*** Supplied material Section Begins ***

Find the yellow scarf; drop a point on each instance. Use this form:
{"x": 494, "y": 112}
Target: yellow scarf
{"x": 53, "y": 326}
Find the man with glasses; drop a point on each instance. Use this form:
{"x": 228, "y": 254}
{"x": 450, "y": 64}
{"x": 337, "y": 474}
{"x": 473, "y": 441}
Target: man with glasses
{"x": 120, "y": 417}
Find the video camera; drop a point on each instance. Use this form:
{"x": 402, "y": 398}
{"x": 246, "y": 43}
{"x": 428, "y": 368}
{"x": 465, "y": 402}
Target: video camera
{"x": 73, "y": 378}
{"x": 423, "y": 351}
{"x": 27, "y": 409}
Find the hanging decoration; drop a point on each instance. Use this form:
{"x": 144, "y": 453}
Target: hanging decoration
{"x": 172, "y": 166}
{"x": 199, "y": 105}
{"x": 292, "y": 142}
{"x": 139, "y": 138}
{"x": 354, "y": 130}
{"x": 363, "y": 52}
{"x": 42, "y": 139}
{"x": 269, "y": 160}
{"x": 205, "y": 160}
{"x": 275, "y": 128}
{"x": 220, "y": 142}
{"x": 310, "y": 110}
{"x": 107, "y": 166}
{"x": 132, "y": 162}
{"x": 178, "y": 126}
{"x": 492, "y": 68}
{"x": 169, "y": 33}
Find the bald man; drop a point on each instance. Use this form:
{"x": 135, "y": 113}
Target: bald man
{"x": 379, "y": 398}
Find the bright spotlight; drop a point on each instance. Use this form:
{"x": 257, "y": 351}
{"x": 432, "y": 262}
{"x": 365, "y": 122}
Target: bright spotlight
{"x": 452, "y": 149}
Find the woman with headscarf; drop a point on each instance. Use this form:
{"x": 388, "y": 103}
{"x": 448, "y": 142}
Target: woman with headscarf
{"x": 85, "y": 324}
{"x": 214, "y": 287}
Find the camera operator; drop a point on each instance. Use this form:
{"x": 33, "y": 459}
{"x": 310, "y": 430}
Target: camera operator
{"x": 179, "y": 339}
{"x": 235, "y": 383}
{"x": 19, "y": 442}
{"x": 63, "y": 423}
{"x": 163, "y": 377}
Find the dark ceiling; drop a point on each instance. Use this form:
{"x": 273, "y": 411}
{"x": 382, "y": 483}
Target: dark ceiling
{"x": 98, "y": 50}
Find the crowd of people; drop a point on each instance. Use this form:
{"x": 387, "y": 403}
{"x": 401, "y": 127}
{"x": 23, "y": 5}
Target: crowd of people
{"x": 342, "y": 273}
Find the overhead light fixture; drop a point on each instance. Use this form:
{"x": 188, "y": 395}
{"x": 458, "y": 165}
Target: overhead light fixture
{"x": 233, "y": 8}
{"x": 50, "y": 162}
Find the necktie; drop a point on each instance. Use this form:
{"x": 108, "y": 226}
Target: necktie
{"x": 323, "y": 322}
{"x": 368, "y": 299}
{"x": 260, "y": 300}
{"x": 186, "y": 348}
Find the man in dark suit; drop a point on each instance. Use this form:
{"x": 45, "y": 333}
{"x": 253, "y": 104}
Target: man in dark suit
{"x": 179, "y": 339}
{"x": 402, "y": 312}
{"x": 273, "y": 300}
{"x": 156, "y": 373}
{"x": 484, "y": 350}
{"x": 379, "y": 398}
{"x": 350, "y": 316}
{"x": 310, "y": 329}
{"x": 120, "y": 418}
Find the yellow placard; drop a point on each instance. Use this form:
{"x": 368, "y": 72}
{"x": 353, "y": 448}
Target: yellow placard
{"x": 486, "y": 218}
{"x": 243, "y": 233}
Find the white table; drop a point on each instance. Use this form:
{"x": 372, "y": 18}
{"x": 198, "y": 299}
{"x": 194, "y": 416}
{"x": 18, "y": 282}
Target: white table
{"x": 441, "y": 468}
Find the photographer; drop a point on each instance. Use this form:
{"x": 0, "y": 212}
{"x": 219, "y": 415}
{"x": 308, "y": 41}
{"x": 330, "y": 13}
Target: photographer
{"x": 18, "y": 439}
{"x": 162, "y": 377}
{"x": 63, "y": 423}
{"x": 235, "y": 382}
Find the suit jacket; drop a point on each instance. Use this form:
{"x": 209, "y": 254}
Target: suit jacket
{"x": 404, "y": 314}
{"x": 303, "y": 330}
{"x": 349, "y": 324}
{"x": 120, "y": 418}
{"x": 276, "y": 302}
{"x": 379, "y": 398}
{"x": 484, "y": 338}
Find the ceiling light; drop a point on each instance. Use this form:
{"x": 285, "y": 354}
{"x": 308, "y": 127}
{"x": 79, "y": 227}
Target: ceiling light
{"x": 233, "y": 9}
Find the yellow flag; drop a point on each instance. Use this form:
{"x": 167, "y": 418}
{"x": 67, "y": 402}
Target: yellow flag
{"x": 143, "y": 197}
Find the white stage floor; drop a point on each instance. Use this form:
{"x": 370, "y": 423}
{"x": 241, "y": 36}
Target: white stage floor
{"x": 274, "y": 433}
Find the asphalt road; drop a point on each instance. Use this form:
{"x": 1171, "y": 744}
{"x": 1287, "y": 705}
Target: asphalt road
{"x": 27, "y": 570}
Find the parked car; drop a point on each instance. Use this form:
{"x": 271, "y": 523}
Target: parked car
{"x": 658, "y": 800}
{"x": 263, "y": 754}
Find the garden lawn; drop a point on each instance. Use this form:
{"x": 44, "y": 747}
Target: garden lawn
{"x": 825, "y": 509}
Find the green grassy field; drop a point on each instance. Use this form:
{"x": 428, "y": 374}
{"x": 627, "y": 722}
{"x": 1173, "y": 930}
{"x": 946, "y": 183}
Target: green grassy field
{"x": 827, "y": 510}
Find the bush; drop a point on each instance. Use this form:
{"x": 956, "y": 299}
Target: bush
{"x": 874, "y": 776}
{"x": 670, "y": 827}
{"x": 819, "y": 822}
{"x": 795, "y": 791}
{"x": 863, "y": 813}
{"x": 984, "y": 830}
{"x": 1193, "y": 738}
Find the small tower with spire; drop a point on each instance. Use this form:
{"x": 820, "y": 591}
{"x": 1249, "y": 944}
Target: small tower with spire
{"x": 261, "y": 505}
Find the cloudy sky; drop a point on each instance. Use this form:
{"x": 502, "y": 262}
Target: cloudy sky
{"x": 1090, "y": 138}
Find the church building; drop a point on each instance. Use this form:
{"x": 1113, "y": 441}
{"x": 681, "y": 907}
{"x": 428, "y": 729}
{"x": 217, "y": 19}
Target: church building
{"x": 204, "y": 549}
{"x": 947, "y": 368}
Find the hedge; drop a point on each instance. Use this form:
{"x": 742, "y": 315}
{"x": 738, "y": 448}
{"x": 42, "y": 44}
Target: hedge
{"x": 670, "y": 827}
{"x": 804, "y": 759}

*** Supplied material Section Ends ***

Exercise directions =
Your job is to restate all of the data word for word.

Task answer =
Find the yellow scarf; drop a point on each instance. Use this form:
{"x": 494, "y": 112}
Target: yellow scarf
{"x": 53, "y": 326}
Find the man with glasses; drop a point on each instance. Use this form:
{"x": 228, "y": 254}
{"x": 450, "y": 64}
{"x": 337, "y": 474}
{"x": 473, "y": 441}
Target: man with glasses
{"x": 120, "y": 417}
Find the video camera; drop a point on each instance. Use this form:
{"x": 402, "y": 398}
{"x": 246, "y": 43}
{"x": 428, "y": 368}
{"x": 465, "y": 402}
Target: video camera
{"x": 73, "y": 378}
{"x": 423, "y": 351}
{"x": 27, "y": 409}
Find the hanging decoration; drop a point on each instance. Use this form:
{"x": 144, "y": 453}
Target: hanging decoration
{"x": 172, "y": 166}
{"x": 199, "y": 105}
{"x": 292, "y": 142}
{"x": 139, "y": 138}
{"x": 354, "y": 130}
{"x": 363, "y": 52}
{"x": 42, "y": 139}
{"x": 269, "y": 160}
{"x": 205, "y": 160}
{"x": 275, "y": 128}
{"x": 220, "y": 142}
{"x": 310, "y": 110}
{"x": 107, "y": 166}
{"x": 132, "y": 162}
{"x": 178, "y": 126}
{"x": 492, "y": 68}
{"x": 169, "y": 33}
Find the bald man; drop a point on each instance. Use this form:
{"x": 135, "y": 113}
Target: bald man
{"x": 379, "y": 398}
Find the bright spotlight; drop a point on each instance. Use this form:
{"x": 257, "y": 351}
{"x": 432, "y": 262}
{"x": 365, "y": 122}
Target: bright spotlight
{"x": 452, "y": 149}
Find the woman with headscarf; drop a point on each instance. Use this form:
{"x": 388, "y": 103}
{"x": 448, "y": 142}
Target: woman with headscarf
{"x": 85, "y": 324}
{"x": 214, "y": 287}
Find the camera operator; drop a point on each instance. Use this form:
{"x": 33, "y": 459}
{"x": 310, "y": 430}
Target: camera operator
{"x": 179, "y": 339}
{"x": 235, "y": 383}
{"x": 19, "y": 442}
{"x": 63, "y": 423}
{"x": 163, "y": 377}
Find the dark ceiling; drop a point on each instance. Use this form:
{"x": 273, "y": 411}
{"x": 382, "y": 483}
Target: dark ceiling
{"x": 98, "y": 50}
Find the crowd of people; drop a point on each instance. Use this form:
{"x": 387, "y": 403}
{"x": 401, "y": 127}
{"x": 23, "y": 5}
Target: crowd of people
{"x": 342, "y": 273}
Find the overhead light fixture; drop a point on each instance. Use this form:
{"x": 188, "y": 395}
{"x": 458, "y": 165}
Target: overhead light fixture
{"x": 233, "y": 8}
{"x": 50, "y": 162}
Find the necktie; drop a point on each instance. Use this form:
{"x": 108, "y": 226}
Target: necktie
{"x": 323, "y": 322}
{"x": 368, "y": 299}
{"x": 260, "y": 300}
{"x": 186, "y": 348}
Find the man in dark suit; drop a point on each instance. Use this form:
{"x": 45, "y": 333}
{"x": 253, "y": 104}
Target: man in dark suit
{"x": 179, "y": 339}
{"x": 402, "y": 312}
{"x": 273, "y": 300}
{"x": 156, "y": 373}
{"x": 484, "y": 350}
{"x": 379, "y": 398}
{"x": 350, "y": 316}
{"x": 310, "y": 329}
{"x": 120, "y": 418}
Find the yellow placard; drop a point on each instance. Use this form:
{"x": 368, "y": 72}
{"x": 353, "y": 448}
Target: yellow placard
{"x": 486, "y": 218}
{"x": 243, "y": 233}
Find the white table; drop a point on each instance. Use this form:
{"x": 372, "y": 18}
{"x": 198, "y": 299}
{"x": 194, "y": 416}
{"x": 18, "y": 282}
Target: white table
{"x": 441, "y": 468}
Find the photographer; drop a point on each instance. Use this form:
{"x": 0, "y": 212}
{"x": 219, "y": 415}
{"x": 308, "y": 41}
{"x": 330, "y": 13}
Target: photographer
{"x": 18, "y": 439}
{"x": 162, "y": 377}
{"x": 63, "y": 423}
{"x": 235, "y": 382}
Find the suit jacket; drop a point on each instance. Use this form:
{"x": 209, "y": 254}
Target: suit jacket
{"x": 404, "y": 314}
{"x": 303, "y": 330}
{"x": 349, "y": 324}
{"x": 120, "y": 418}
{"x": 276, "y": 302}
{"x": 379, "y": 398}
{"x": 484, "y": 338}
Find the ceiling light; drop a point on each instance. Use this form:
{"x": 285, "y": 354}
{"x": 308, "y": 127}
{"x": 79, "y": 227}
Target: ceiling light
{"x": 233, "y": 9}
Find the yellow flag; drop a point on each instance. Use this form:
{"x": 167, "y": 418}
{"x": 67, "y": 402}
Target: yellow flag
{"x": 143, "y": 197}
Find the white stage floor; drop a point on each instance. Use this form:
{"x": 370, "y": 423}
{"x": 241, "y": 36}
Target: white stage floor
{"x": 274, "y": 433}
Find the asphalt road; drop a point on each instance. Use this form:
{"x": 1171, "y": 744}
{"x": 1287, "y": 705}
Target: asphalt road
{"x": 27, "y": 570}
Find the parked car; drop a point on each instance. Use this form:
{"x": 271, "y": 523}
Target: parked car
{"x": 658, "y": 800}
{"x": 263, "y": 754}
Find the garden lawn; drop a point on each instance. Use this form:
{"x": 44, "y": 747}
Target: garden lawn
{"x": 825, "y": 509}
Find the green grassy field; drop a point on each instance. Use this form:
{"x": 428, "y": 374}
{"x": 627, "y": 722}
{"x": 1173, "y": 930}
{"x": 946, "y": 183}
Target: green grassy field
{"x": 827, "y": 510}
Find the bush; drop a point on each instance. Use this form:
{"x": 956, "y": 299}
Target: bush
{"x": 874, "y": 776}
{"x": 670, "y": 827}
{"x": 819, "y": 822}
{"x": 795, "y": 791}
{"x": 863, "y": 813}
{"x": 984, "y": 830}
{"x": 1193, "y": 738}
Find the small tower with spire; drop a point on each instance. Use this form:
{"x": 820, "y": 591}
{"x": 1249, "y": 944}
Target: small tower with spire
{"x": 261, "y": 505}
Find the cloudy sky; drop a point on each instance. Use this form:
{"x": 502, "y": 262}
Target: cloudy sky
{"x": 1090, "y": 138}
Find the church building; drop a point on each instance. Use this form:
{"x": 1113, "y": 441}
{"x": 681, "y": 907}
{"x": 428, "y": 729}
{"x": 217, "y": 19}
Target: church building
{"x": 204, "y": 549}
{"x": 947, "y": 368}
Find the hedge; drop a point on each instance. Use this form:
{"x": 742, "y": 315}
{"x": 738, "y": 448}
{"x": 42, "y": 44}
Target: hedge
{"x": 670, "y": 827}
{"x": 804, "y": 759}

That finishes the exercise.